## REQUIRED TASK
Rewrite every line of the records from the line containing "Check that each instance of the leaf surface" through the end of the records, requests included, and scale each x and y coordinate in the answers by a factor of 2, rounding to whole numbers with halves rounded up. Leave the requests and their format samples unchanged.

## Records from a collection
****

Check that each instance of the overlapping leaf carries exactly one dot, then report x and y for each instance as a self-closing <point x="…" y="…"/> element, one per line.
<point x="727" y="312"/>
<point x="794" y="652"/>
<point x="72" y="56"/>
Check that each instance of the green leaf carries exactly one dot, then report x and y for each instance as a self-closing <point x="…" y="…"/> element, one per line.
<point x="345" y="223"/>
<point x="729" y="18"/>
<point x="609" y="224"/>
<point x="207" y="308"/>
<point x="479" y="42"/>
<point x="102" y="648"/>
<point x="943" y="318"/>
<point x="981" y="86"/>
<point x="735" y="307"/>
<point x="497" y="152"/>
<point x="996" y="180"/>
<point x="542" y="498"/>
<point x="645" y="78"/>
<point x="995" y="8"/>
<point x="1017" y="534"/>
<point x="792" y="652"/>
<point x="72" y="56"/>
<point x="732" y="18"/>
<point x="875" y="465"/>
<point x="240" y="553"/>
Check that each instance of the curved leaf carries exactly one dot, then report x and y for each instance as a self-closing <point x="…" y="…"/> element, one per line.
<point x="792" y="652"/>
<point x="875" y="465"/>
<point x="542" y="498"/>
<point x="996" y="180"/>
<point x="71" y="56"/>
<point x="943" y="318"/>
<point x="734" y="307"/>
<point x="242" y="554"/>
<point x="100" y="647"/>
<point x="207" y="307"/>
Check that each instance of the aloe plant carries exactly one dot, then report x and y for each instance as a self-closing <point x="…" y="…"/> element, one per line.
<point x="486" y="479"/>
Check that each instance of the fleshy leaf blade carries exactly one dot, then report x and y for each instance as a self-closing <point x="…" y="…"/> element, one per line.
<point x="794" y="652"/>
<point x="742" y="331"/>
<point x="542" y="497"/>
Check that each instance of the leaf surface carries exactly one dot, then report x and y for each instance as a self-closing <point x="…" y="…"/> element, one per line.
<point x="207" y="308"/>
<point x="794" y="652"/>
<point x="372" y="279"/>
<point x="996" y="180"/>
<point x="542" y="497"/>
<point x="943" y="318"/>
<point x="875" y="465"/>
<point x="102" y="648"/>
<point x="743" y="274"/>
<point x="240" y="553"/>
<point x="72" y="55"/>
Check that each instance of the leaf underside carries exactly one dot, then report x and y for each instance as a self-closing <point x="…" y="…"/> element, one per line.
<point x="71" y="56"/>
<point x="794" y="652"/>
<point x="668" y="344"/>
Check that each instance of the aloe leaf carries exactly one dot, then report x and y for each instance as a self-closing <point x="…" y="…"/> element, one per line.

****

## THE ANSWER
Check that each instance of the leaf surface carries exactly one dot, then report x and y for each instance as a self-closing <point x="…" y="…"/> element, one per line.
<point x="414" y="616"/>
<point x="1588" y="1304"/>
<point x="744" y="558"/>
<point x="1992" y="360"/>
<point x="1084" y="994"/>
<point x="1886" y="636"/>
<point x="1750" y="930"/>
<point x="204" y="1296"/>
<point x="1486" y="548"/>
<point x="480" y="1106"/>
<point x="144" y="110"/>
Check that each instance of the leaf underside carries exactly one dot, then report x and y for each instance as a self-closing <point x="…" y="…"/> element, one per line.
<point x="142" y="112"/>
<point x="1588" y="1304"/>
<point x="1336" y="688"/>
Check that each instance of the aloe leaf carries exactly one dot, then report x and y for each instance as a self-closing <point x="…" y="…"/> element, one per line.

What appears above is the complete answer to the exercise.